AUFGABENSTELLUNG:
Geben Sie sämtliche Zeilen der folgenden Datensätze vollständig wieder und verschieben Sie dabei jede Koordinate in den Antworten um -65. Lassen Sie die Bilder in Ihrer Ausgabe weg.

------------------------

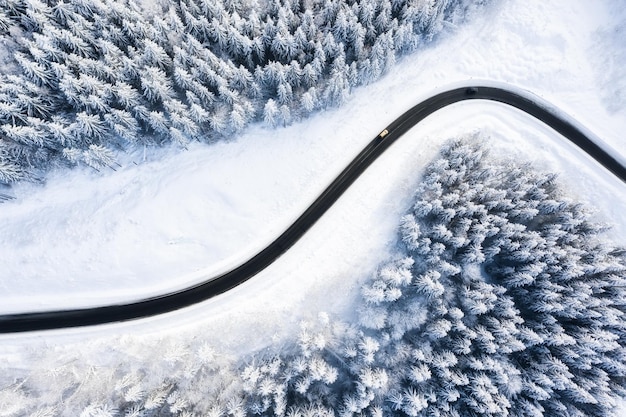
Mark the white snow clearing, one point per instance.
(89, 239)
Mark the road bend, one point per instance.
(58, 319)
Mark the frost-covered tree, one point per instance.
(223, 61)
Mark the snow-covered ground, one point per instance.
(90, 239)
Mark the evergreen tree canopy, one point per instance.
(101, 73)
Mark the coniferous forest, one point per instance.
(502, 299)
(89, 78)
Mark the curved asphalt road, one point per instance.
(14, 323)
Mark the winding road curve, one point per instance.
(24, 322)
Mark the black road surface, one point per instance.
(23, 322)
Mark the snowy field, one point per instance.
(89, 239)
(178, 217)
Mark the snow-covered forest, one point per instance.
(92, 77)
(497, 294)
(502, 298)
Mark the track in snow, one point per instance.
(47, 320)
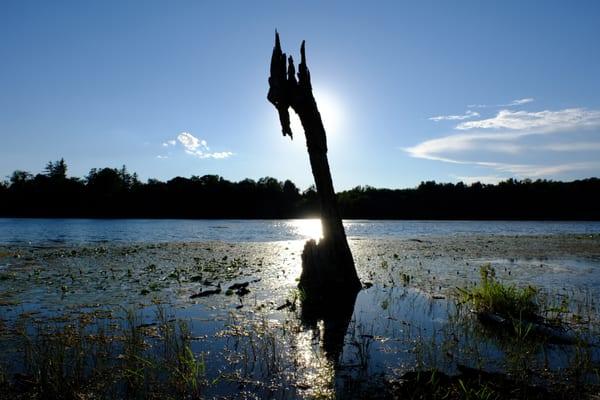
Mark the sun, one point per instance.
(331, 111)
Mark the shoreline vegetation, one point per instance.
(476, 317)
(117, 193)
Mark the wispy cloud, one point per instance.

------------------------

ERWARTETE AUSGABE:
Mark the white snow clearing, one point per instance.
(24, 174)
Mark the road bend, one point per instance.
(-7, 254)
Mark the frost-covered tree, one point per instance.
(158, -4)
Mark the snow-covered ground, one point per instance.
(25, 174)
Mark the evergreen tree canopy, one point per instance.
(36, 8)
Mark the coniferous forest, one point per instance.
(437, 234)
(24, 13)
Mark the curved asphalt road, one point per instance.
(-51, 258)
Mark the winding road curve, one point per instance.
(-41, 257)
Mark the black road surface, one point per instance.
(-42, 257)
Mark the snowy field, one point per instance.
(24, 174)
(113, 152)
Mark the snow-covered forest, one point per instance.
(27, 12)
(432, 229)
(437, 233)
Mark the track in snow, one point per instance.
(-18, 255)
Mark the sun, one point per instance.
(266, 46)
Mark the shoreline vegetation, one point per instance.
(411, 252)
(52, 128)
Mark the wispy cloud, one point per instance.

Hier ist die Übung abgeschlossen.